Requirements:
Rename "bounding box" to "enclosing rectangle" throughout the entries below, and write the lines out again with everything else left unchanged.

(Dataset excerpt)
** start **
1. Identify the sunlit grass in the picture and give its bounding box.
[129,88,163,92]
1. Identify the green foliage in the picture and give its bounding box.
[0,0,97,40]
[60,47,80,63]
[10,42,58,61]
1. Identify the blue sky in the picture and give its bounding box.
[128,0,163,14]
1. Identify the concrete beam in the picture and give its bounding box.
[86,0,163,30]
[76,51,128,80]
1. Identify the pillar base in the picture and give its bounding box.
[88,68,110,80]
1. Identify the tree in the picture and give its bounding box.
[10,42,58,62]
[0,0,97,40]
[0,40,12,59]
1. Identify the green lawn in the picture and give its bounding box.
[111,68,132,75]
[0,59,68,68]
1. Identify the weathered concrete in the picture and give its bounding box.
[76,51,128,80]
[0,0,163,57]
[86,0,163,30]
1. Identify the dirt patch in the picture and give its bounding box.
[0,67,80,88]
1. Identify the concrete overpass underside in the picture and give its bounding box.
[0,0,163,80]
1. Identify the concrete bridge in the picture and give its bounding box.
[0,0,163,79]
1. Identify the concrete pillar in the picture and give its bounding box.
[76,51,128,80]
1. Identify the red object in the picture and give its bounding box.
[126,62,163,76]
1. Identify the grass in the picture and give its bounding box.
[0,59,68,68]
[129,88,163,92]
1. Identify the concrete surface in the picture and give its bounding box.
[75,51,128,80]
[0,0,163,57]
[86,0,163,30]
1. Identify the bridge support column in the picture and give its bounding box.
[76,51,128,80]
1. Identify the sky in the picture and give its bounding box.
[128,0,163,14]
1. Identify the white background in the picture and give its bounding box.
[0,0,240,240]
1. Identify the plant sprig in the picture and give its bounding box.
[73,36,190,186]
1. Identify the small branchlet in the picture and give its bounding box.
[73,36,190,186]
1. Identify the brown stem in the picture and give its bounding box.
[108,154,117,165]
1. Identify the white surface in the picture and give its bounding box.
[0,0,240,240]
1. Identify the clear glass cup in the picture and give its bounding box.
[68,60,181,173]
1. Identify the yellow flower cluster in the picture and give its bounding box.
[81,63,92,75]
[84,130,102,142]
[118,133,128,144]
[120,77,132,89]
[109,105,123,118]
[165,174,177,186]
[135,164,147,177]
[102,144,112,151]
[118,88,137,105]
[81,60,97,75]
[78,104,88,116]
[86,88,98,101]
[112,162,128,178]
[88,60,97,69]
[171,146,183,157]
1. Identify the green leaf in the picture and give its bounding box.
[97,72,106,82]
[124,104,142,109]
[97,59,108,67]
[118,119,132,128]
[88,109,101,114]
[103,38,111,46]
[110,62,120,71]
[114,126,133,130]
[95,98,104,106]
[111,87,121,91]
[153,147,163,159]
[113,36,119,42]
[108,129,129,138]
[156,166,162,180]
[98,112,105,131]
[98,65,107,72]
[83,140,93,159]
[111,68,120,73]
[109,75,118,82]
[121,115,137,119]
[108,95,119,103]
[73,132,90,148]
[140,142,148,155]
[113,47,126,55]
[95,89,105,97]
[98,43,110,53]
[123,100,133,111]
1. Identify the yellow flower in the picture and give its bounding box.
** end **
Solution for this problem:
1. Identify the sunlit grass in the picture and give its enclosing rectangle.
[129,88,163,92]
1. Identify the green foliage in the picture and give its enclosing rectangle.
[0,0,97,40]
[60,47,80,63]
[10,42,58,61]
1. Identify the blue sky in the picture and give its enclosing rectangle.
[128,0,163,14]
1. Identify the concrete beam in the picture and give its enclosing rectangle.
[86,0,163,30]
[76,51,128,80]
1. Identify the pillar base in the picture and give its enclosing rectangle.
[88,68,110,80]
1. Identify the tree in the picture and give its enclosing rectangle.
[10,42,58,62]
[0,0,97,40]
[0,40,12,59]
1. Identify the green lawn in the picture and give its enclosing rectangle.
[111,68,132,75]
[0,59,68,68]
1. Identify the weathered concrete in the picture and give its enclosing rectangle.
[76,51,128,80]
[0,0,163,57]
[86,0,163,30]
1. Identify the dirt patch in the picture and give its enclosing rectangle.
[0,67,80,88]
1. Identify the concrete overpass underside in the picture and give its enclosing rectangle.
[0,0,163,80]
1. Identify the concrete bridge in the picture and give its enclosing rectangle.
[0,0,163,79]
1. Identify the concrete pillar in the picture and give its enclosing rectangle.
[76,51,128,80]
1. Identify the red object in the picture and give its enclosing rectangle.
[126,62,163,76]
1. Identify the grass in the picture and give its enclosing rectangle.
[0,59,68,68]
[129,88,163,92]
1. Identify the concrete surface in the picture and give its enclosing rectangle.
[75,51,128,80]
[0,0,163,57]
[86,0,163,30]
1. Identify the bridge support column in the picture and give its enclosing rectangle.
[76,51,128,80]
1. Identify the sky in the picture and give its enclosing rectangle.
[128,0,163,14]
1. Identify the white background in the picture and give its enclosing rectangle.
[0,0,240,240]
1. Identify the plant sprig in the picture and give its enclosing rectangle.
[73,36,190,186]
1. Identify the small branchlet in the picture and give its enclosing rectangle.
[73,36,190,186]
1. Identify the brown stem in the picture and give its enclosing rectangle.
[108,154,117,165]
1. Identify the white surface in the picture and give its enclosing rectangle.
[0,0,240,240]
1. Identify the clear glass cup in the picture and give its enclosing rectangle.
[68,60,181,173]
1. Identify the yellow flower cluster in the picture and give its enclosing rectangle.
[81,63,92,75]
[84,130,102,142]
[118,133,128,144]
[120,77,132,89]
[109,105,123,118]
[165,174,177,186]
[135,164,147,177]
[102,144,112,151]
[118,88,137,105]
[81,60,97,75]
[78,104,88,116]
[86,88,98,101]
[112,162,128,178]
[88,60,97,69]
[171,146,183,157]
1. Identify the green leaf in the picture and give its enclosing rectangle.
[97,72,106,82]
[124,104,142,109]
[97,59,108,67]
[118,119,132,128]
[88,109,101,114]
[103,38,111,46]
[110,62,120,71]
[114,126,133,130]
[95,98,104,106]
[111,87,121,91]
[153,147,163,159]
[113,36,119,42]
[108,129,129,138]
[156,166,162,180]
[98,112,105,131]
[98,65,107,72]
[83,140,93,159]
[111,68,120,73]
[109,75,118,82]
[121,115,137,119]
[108,95,119,103]
[73,132,90,148]
[140,142,148,155]
[113,47,126,55]
[95,89,105,97]
[98,43,110,53]
[123,100,133,111]
1. Identify the yellow flower in the picture and give its enclosing rectangle.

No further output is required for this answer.